_Exercise aim:_
Somewhere below are a line with "Query: orange football shirt" and a later line with "Task: tag the blue and". Output exactly those lines and all lines between them.

**** Information shown

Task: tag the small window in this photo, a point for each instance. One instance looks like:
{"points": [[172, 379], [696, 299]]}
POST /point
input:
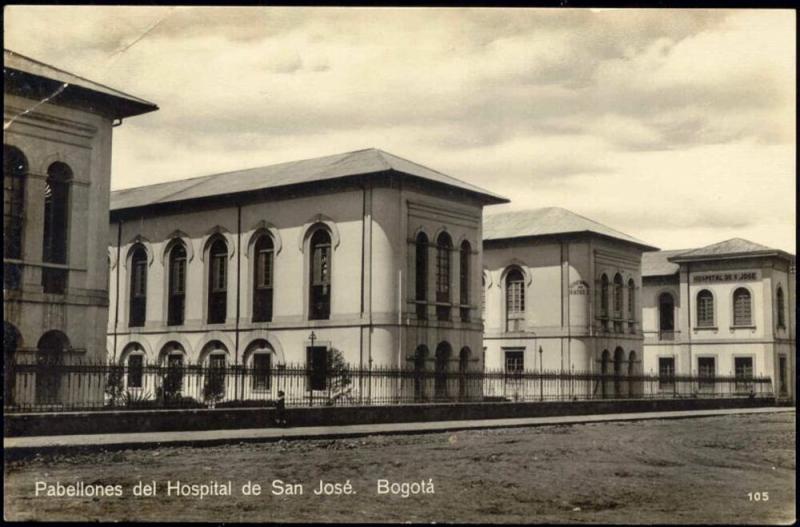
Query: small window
{"points": [[262, 369], [444, 246], [666, 373], [421, 271], [705, 308], [742, 312], [138, 291], [135, 370], [218, 282], [463, 269], [780, 308], [706, 371], [320, 286], [515, 300], [177, 285], [262, 281]]}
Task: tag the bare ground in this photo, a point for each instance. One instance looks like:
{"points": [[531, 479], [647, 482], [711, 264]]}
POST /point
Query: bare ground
{"points": [[662, 471]]}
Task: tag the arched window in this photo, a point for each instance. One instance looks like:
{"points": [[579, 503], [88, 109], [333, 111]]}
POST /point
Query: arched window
{"points": [[444, 246], [742, 307], [420, 357], [617, 296], [666, 316], [421, 272], [218, 282], [631, 300], [138, 291], [56, 227], [443, 352], [15, 170], [177, 285], [463, 275], [320, 284], [604, 296], [515, 300], [262, 281], [705, 308], [781, 310], [463, 370], [49, 358]]}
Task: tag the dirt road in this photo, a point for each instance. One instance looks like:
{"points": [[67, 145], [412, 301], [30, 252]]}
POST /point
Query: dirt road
{"points": [[668, 471]]}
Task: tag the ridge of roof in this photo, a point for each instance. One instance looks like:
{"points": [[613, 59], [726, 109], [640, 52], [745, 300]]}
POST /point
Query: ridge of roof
{"points": [[356, 162], [557, 220]]}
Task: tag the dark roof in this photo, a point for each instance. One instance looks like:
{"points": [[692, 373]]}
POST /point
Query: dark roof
{"points": [[735, 247], [27, 77], [546, 222], [656, 263], [358, 163]]}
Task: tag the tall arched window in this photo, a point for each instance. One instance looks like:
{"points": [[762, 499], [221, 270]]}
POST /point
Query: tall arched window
{"points": [[463, 275], [320, 284], [262, 280], [218, 282], [705, 308], [443, 352], [421, 273], [780, 309], [666, 316], [138, 290], [56, 227], [177, 285], [742, 307], [515, 300], [444, 246], [604, 296], [15, 170]]}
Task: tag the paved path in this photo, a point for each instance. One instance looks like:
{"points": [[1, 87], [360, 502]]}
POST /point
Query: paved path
{"points": [[22, 445]]}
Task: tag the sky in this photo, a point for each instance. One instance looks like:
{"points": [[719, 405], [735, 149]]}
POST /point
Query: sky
{"points": [[674, 126]]}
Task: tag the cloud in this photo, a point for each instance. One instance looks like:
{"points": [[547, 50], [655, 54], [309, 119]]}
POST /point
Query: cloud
{"points": [[643, 117]]}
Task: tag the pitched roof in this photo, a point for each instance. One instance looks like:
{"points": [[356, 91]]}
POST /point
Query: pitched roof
{"points": [[735, 247], [547, 221], [29, 77], [656, 263], [360, 162]]}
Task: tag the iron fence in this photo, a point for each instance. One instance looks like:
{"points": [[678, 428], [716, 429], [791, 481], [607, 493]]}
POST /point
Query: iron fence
{"points": [[61, 387]]}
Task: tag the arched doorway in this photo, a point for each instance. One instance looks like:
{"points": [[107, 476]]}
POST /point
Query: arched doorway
{"points": [[49, 360], [443, 352], [605, 359], [11, 340], [420, 357]]}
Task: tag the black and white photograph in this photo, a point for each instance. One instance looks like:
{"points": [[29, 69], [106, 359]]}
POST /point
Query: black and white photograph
{"points": [[283, 264]]}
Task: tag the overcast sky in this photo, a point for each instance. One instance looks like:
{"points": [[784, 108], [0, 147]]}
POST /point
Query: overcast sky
{"points": [[676, 127]]}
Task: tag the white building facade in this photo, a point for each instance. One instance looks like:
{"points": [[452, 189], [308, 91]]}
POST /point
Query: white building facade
{"points": [[727, 309]]}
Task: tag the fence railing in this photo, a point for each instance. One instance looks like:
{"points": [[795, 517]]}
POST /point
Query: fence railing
{"points": [[59, 387]]}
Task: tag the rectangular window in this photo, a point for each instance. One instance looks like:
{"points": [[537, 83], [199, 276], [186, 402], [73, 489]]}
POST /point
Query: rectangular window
{"points": [[706, 371], [262, 365], [666, 373], [135, 371], [317, 367], [743, 369]]}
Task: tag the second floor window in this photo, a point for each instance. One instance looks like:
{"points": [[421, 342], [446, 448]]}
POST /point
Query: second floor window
{"points": [[320, 284], [463, 269], [705, 308], [515, 300], [262, 281], [218, 282], [177, 285], [742, 308], [443, 248], [138, 294]]}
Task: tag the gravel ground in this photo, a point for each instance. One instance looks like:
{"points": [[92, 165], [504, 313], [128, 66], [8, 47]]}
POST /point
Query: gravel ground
{"points": [[661, 471]]}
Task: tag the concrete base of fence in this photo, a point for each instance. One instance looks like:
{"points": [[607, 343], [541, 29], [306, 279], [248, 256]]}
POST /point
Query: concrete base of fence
{"points": [[129, 421]]}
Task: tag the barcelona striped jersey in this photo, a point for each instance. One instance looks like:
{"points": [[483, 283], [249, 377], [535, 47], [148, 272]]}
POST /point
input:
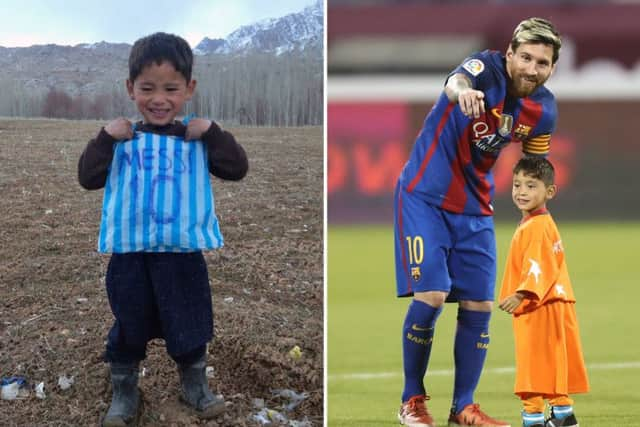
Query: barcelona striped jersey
{"points": [[158, 197], [451, 160]]}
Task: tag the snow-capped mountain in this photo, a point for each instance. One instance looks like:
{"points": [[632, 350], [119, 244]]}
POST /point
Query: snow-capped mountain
{"points": [[295, 32]]}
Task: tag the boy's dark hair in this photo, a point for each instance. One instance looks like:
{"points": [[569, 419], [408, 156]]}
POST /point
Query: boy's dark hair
{"points": [[536, 167], [160, 47]]}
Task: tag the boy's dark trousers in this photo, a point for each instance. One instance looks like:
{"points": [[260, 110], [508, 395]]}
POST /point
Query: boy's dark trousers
{"points": [[158, 295]]}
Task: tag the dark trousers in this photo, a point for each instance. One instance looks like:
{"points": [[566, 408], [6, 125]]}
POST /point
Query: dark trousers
{"points": [[158, 295]]}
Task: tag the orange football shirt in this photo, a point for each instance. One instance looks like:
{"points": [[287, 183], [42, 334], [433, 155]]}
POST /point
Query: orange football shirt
{"points": [[549, 358]]}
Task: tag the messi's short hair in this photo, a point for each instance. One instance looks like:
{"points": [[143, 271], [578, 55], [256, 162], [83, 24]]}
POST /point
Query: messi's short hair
{"points": [[537, 30], [536, 167], [158, 48]]}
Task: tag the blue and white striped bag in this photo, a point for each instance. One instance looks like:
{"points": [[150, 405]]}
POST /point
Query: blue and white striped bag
{"points": [[158, 197]]}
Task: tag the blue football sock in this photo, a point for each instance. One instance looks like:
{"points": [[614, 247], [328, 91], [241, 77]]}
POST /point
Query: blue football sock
{"points": [[470, 350], [561, 412], [417, 336], [532, 419]]}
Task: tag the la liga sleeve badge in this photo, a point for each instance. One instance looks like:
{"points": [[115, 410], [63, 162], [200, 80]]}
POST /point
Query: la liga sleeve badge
{"points": [[474, 66]]}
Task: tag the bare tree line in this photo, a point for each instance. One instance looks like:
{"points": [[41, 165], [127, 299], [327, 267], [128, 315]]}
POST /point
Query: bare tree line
{"points": [[257, 90]]}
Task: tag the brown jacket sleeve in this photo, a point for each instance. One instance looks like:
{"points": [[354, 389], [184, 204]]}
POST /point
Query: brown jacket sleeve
{"points": [[227, 158], [94, 162]]}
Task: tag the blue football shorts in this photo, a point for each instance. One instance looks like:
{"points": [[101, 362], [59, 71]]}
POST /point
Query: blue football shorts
{"points": [[436, 250]]}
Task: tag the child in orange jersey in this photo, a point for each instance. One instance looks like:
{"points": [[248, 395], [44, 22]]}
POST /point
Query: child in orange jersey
{"points": [[536, 289]]}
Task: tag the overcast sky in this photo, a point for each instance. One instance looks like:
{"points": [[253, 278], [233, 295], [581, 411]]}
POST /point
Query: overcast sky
{"points": [[69, 22]]}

********

_Result of the exercise:_
Query: orange football shirt
{"points": [[549, 358]]}
Task: tag the messi's short hair in this photo, a point for each instance. One instance looks like:
{"points": [[143, 271], [578, 55], [256, 162], [83, 24]]}
POST /point
Query: messi's short hair
{"points": [[537, 30], [536, 167], [158, 48]]}
Task: tag the blue and white striped bag in this photo, a point for each instance. One instance looks like:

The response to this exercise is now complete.